◆ WHAT THIS TASK INVOLVES ◆
Set down exactly the lines from the one containing "Practice. Spot the blonde hair" through the last line of the records below, both included, and nothing else.

◆ PROVIDED RECORDS ◆

════════════════════

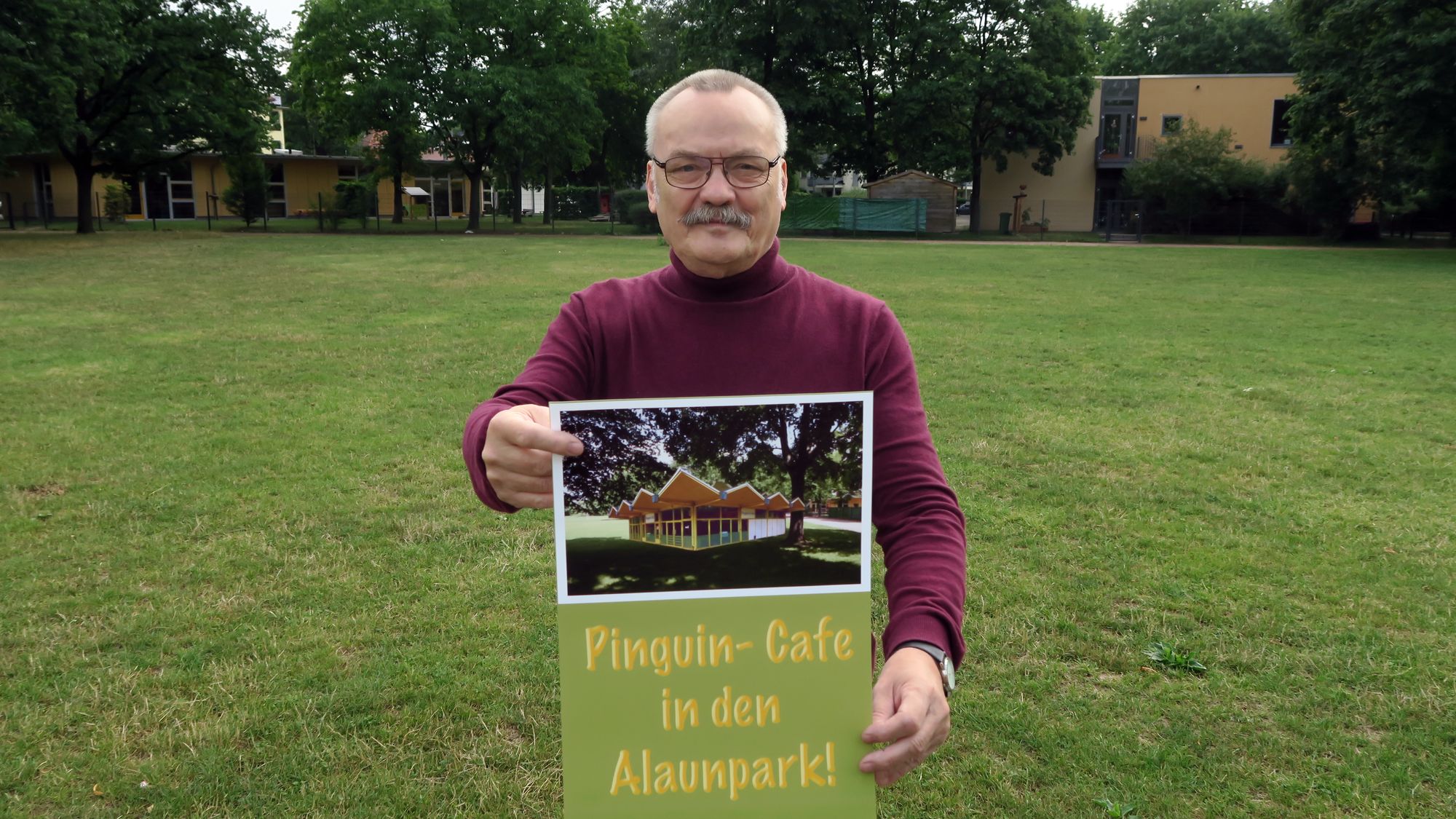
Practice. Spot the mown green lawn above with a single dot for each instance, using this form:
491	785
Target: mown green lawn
240	557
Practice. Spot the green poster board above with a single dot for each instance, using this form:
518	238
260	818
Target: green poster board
714	659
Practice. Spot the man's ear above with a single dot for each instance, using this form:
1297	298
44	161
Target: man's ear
652	187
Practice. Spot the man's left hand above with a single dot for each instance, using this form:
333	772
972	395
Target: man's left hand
909	713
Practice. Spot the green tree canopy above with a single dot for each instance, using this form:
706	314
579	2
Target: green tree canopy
1199	37
359	63
1375	120
1023	87
123	88
1192	173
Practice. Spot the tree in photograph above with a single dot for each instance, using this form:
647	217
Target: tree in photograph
806	443
357	63
1024	85
248	193
123	88
1375	120
1199	37
1192	173
620	456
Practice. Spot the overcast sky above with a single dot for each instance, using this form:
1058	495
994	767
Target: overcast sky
282	12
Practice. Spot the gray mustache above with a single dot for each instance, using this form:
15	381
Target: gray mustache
729	215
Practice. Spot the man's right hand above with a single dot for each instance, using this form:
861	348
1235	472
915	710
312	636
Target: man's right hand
519	445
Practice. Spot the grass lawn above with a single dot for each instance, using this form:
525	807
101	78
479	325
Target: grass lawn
240	557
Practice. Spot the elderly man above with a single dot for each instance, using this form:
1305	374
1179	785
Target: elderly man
730	317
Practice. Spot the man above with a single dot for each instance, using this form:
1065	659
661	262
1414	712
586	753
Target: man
730	317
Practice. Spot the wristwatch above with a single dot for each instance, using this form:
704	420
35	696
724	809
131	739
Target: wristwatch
941	659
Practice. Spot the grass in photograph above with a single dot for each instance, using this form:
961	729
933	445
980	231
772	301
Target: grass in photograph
241	561
615	566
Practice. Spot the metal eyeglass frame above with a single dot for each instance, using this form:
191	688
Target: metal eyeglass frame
719	162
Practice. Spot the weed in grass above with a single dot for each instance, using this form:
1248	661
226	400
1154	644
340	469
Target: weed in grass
1117	809
1168	656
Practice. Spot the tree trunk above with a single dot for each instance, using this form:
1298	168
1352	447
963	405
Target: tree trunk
976	191
796	532
85	177
400	197
81	162
475	199
516	184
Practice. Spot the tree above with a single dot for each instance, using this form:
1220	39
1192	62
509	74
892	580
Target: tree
620	456
1024	85
248	194
359	63
1377	114
803	442
123	88
1199	37
1190	173
885	81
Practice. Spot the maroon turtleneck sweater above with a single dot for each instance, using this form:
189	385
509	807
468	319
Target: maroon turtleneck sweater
775	328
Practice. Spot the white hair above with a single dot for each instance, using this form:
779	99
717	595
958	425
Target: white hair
720	81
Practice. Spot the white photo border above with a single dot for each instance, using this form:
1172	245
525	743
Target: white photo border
867	500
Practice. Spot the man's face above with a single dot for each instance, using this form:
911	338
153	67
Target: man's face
717	124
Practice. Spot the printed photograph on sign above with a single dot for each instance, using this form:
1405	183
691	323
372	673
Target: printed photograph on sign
714	499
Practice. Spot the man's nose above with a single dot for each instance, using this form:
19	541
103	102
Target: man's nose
717	190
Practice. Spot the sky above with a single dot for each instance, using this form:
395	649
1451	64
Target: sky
282	12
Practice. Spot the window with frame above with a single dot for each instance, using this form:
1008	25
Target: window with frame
277	193
1279	135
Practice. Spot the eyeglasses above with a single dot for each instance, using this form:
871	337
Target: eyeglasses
694	171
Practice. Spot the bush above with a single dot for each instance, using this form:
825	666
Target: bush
248	194
114	205
576	202
631	207
352	199
644	219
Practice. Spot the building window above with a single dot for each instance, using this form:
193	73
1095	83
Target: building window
277	194
1281	133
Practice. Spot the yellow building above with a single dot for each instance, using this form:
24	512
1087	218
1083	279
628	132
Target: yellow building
193	187
692	513
1129	117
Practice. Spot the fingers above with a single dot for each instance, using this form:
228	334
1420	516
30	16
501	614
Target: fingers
518	455
914	732
909	713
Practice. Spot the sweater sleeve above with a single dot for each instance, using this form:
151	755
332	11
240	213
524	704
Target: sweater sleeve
917	513
560	371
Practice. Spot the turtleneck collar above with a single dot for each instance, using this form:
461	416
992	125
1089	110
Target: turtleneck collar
765	276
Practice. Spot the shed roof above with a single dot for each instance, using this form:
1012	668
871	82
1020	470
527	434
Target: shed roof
906	174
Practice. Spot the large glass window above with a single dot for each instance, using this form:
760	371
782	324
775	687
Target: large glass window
1281	133
277	193
1113	135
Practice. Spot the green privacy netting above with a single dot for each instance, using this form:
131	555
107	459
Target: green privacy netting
844	213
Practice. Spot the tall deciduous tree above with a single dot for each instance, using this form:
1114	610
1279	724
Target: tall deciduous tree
1026	84
1377	114
359	63
1199	37
127	87
885	81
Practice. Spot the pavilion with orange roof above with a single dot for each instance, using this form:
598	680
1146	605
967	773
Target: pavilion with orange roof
692	513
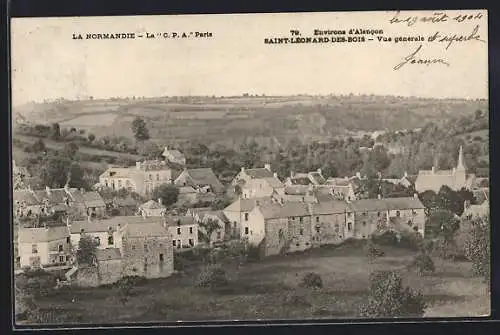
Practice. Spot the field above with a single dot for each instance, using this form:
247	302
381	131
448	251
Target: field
216	119
269	290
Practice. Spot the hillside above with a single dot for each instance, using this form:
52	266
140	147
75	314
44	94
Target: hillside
237	118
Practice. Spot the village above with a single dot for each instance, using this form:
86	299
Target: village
302	212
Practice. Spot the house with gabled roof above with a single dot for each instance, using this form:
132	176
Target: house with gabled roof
174	156
201	179
262	187
456	179
309	178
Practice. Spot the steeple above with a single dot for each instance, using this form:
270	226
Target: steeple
460	164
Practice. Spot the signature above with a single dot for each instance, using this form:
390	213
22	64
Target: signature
412	59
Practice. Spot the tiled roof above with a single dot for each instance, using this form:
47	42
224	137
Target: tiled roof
367	205
182	220
39	235
107	254
92	199
329	207
25	196
151	204
246	205
96	226
259	173
290	209
205	176
149	228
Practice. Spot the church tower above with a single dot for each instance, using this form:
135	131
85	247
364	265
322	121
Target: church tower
460	171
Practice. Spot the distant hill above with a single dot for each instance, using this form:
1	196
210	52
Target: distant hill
234	118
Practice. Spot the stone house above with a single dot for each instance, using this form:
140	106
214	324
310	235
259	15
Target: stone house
329	222
203	216
145	248
202	180
152	208
434	179
238	213
263	187
309	178
142	179
174	156
44	246
184	232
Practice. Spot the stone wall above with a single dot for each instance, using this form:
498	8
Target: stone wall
87	277
276	236
151	257
110	271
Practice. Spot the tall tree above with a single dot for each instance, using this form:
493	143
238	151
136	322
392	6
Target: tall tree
141	132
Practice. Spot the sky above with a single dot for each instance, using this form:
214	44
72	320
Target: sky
46	63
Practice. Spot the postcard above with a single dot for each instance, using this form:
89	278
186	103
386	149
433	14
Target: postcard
222	167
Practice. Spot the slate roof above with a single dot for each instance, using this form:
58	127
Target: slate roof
205	176
99	226
368	205
329	207
246	205
258	173
151	204
25	196
92	199
107	254
145	229
39	235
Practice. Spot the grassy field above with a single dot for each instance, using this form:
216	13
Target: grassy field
269	290
215	119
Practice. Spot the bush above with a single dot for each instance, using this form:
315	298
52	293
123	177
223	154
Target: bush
212	276
311	280
423	263
388	298
372	251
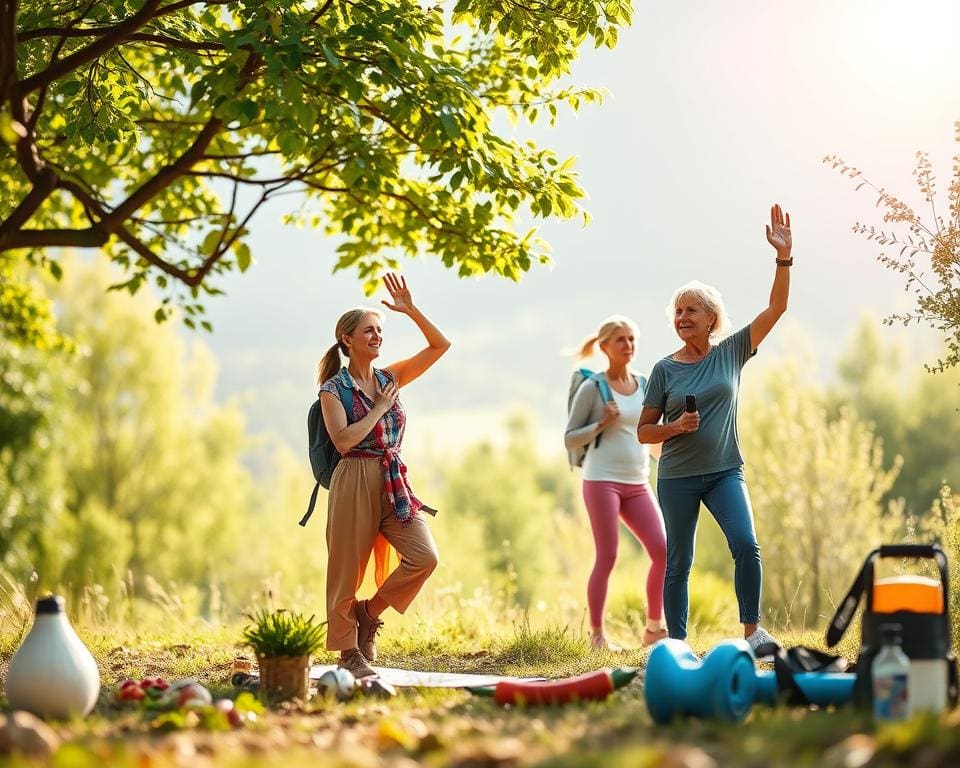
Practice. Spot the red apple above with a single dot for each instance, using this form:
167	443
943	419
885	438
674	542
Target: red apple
233	714
131	693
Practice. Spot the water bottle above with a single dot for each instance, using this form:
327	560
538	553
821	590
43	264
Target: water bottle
53	674
891	675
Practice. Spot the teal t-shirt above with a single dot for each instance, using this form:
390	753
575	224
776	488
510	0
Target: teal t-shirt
715	381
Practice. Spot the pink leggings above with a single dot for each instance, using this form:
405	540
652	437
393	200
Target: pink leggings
607	501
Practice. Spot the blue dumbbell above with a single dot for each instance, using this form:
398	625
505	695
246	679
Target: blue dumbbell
725	684
722	685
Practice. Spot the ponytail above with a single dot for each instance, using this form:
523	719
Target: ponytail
587	349
607	329
329	364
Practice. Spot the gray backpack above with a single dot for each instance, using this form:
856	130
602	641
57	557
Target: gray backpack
580	376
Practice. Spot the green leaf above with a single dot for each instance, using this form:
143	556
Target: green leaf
450	126
244	258
330	56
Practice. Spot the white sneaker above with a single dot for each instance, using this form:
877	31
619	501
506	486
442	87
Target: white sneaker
759	637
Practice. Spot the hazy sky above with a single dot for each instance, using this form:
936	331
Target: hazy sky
716	111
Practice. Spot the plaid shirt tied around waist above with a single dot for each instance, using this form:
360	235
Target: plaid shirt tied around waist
382	443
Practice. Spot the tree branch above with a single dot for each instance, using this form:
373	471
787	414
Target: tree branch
169	173
91	52
8	47
42	187
144	252
92	237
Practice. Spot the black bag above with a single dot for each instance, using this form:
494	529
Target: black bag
324	457
926	634
788	662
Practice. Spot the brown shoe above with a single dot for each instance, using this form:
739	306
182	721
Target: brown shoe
354	662
367	628
651	637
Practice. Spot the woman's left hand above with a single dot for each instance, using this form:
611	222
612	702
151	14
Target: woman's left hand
402	300
778	232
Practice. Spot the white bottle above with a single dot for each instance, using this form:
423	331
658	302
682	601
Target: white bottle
891	676
53	674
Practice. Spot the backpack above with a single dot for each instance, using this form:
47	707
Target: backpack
903	600
324	456
575	456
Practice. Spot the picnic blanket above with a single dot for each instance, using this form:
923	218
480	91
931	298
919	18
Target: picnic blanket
413	678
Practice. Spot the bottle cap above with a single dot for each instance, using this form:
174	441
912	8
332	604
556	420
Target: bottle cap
50	604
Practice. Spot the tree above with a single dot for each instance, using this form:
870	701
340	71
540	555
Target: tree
817	486
156	130
936	240
132	466
914	414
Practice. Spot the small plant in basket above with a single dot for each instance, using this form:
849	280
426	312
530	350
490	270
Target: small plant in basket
283	642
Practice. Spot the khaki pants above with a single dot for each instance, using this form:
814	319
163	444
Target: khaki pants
357	511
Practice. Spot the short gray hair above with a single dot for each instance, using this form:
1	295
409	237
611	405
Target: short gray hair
709	298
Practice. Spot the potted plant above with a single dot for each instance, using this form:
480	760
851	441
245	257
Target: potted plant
283	643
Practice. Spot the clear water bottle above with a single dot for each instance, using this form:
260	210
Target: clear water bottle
891	675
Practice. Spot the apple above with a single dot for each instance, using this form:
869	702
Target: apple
233	714
131	693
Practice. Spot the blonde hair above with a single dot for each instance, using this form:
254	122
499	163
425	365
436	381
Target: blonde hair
349	321
707	297
607	328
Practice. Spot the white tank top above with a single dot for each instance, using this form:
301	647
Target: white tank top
620	457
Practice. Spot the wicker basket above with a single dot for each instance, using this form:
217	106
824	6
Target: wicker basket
285	677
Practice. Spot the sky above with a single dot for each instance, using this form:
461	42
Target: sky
715	111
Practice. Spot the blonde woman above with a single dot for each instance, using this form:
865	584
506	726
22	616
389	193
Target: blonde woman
701	460
616	473
371	504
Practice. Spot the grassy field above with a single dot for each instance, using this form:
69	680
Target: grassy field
444	727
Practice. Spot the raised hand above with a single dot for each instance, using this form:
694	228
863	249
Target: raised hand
778	232
397	285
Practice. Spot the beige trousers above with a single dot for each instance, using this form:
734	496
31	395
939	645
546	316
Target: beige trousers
357	511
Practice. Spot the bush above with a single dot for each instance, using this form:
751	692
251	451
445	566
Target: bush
272	634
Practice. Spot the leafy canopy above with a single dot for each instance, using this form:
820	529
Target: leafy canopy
157	129
934	241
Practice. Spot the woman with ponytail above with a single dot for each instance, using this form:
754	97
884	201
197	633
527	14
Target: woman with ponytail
370	506
616	473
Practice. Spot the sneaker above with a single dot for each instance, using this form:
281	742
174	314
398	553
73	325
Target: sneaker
367	628
354	662
650	637
600	643
761	637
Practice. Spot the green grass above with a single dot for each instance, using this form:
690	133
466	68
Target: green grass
436	727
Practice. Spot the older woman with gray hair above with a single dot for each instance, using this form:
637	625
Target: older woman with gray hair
695	391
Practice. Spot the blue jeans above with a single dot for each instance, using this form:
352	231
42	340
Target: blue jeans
725	495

════════════════════

◆ ANSWER TO THIS PROBLEM ◆
Practice. Spot the blonde hair above with a single dot for each instance, using this form:
254	122
499	163
425	365
436	381
Target: blonde hair
349	321
707	297
607	328
Practice. Spot the white tank top above with a single dot for each instance, using this form:
301	647
Target: white tank top
620	457
Practice. Spot the wicker basket above with a single dot for each instance, using this form:
217	106
824	6
Target: wicker basket
285	677
Practice. Spot the sky above with a single dot for each instance, using this form:
461	42
Target: sky
715	111
Practice. Spot the blonde woman above with a single dot for each instance, using this form:
865	584
506	726
22	616
389	193
Target: blonde woman
701	460
616	473
371	504
Practice. Spot the grassy field above with a single dot for each instance, using this form:
69	680
Target: grassy field
444	727
Practice. Spot the raised hand above with a single dot for each instance, using this form:
694	228
863	249
Target: raised hand
778	232
397	285
Practice. Spot the beige trousers above with a single dot for each instance, using this form:
734	496
31	395
939	645
546	316
Target: beige trousers
357	511
Practice. Spot the bush above with a single dot for each instance, using this form:
751	692
251	451
445	566
Target: bush
272	634
Practice. Spot the leafy canopy above with a single dot for each instance, using this form:
820	529
Target: leafy canopy
157	129
934	241
Practice. Spot the woman with ponytail above with a single dot for each instance, using this form:
754	97
884	201
197	633
527	14
Target: woman with ponytail
370	506
616	473
Practice. Spot the sneaker above with a single dot for each instance, using this form:
281	742
174	314
398	553
73	325
Target: sneaker
367	628
354	662
650	637
600	643
761	637
Practice. Spot the green grass above with a single dot for each instance, using this form:
690	133
466	68
Target: green grass
436	727
Practice. Spot the older woman with gray hair above with a single dot for each instance, using this form:
637	625
Target: older woman with gray hair
695	391
Practice. Spot the blue jeans above with a single dot for each instance, using this form:
352	231
42	340
Target: blue jeans
725	495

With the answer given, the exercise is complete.